Complete the following:
• A. In the passage about stories for children of divorce, rewrite everything from "If this is not" down to "child’s central concerns.", swapping "divorce counselor" for "family mediator".
• B. In the passage about stories for children of divorce, what does it say is especially healing for families?

=== Exercise passage ===

Children may benefit from stories about their parents’ relationship that include the following elements:

  1. The narrative should provide a positive blueprint, a story, or family-life tale in which there are no villains or heroes, just essentially humane characters (whether animals or people) who are well intentioned but who nevertheless make mistakes and have very human strengths and vulnerabilities.
  2. The story should positively and realistically portray the parents’ good intentions, explaining that in the beginning they loved each other and had positive ideals and goals in getting together, marrying, and having children. The story should describe the parents’ special qualities and note that these are what attracted one parent to another in the first place.
  3. The story should explain concretely that the parents were not able to satisfy each other in some important way, and that for these reasons the parents were disappointed, frustrated, and unhappy. It should show how the parents tried and failed to make the relationship work. Negative personal attributes can be reframed in nonjudgmental ways as value differences between parents or they can be reframed as special, albeit troublesome, capacities in the basic, enduring nature of a parent.
  4. The story should name the child’s expected feelings and dilemmas as consequence of the parents’ divorce and disputes.
  5. The story can explain how the child is trying to cope with confusing dilemmas and then show how the problem can be thought about in new ways. Suggest new coping strategies and new moral rules that can guide the child’s responses to family dilemmas.
  6. Most important, the story should include clearly stated permission for the child to have a continuing relationship with each parent and to love both of them. The most helpful stories will show children how to select the good parents of each parent and how to identify with those parts and see themselves as competent and lovable people.

Many children find that talking openly about their family situations is extremely difficult because it makes them frightened, anxious, sad, or even ashamed. Stories are an indirect way of allowing them to distance themselves enough to think and feel things that they might otherwise try to repress or avoid. For this reason each story needs to be a combination of the concrete and the fanciful. Like a fable, the story should be sufficiently disguised from reality that the child can tolerate what is being said without feeling defensive.

In talking with children, it is not necessary too make explicit comparisons between their situation and the characters in the story. Finally, to be of most benefit, the story must be constructed with both parents’ ideas and feelings in mind. In the best of all possible worlds, the parents might try working together on the story. This will require them to collaborate on a symbolic story of their courtship, marriage, and separation, and their shared love for their child.

If this is not possible, a divorce counselor or the child’s therapist can help with this task, suggesting symbolic themes or even writing the narrative for the family in a manner that is acceptable to both parents as well as relevant to the child’s central concerns.

Older children will be better able to “own the story” if they can help write it. It is especially healing for families when these narratives become bedtime stories that each parent reads to the child.

=== Listed records ===

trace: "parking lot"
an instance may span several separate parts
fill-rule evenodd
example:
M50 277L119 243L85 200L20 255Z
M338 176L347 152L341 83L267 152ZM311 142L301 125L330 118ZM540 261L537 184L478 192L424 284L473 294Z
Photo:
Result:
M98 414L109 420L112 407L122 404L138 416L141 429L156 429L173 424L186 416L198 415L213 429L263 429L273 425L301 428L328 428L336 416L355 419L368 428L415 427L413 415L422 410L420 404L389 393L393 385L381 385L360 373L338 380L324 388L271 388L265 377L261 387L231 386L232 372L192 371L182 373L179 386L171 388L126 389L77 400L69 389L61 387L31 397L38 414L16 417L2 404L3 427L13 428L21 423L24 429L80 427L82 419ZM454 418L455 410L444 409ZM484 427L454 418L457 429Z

===

Exercise answers:
• A.
If this is not possible, a family mediator or the child’s therapist can help with this task, suggesting symbolic themes or even writing the narrative for the family in a manner that is acceptable to both parents as well as relevant to the child’s central concerns.

• B. When these narratives become bedtime stories that each parent reads to the child.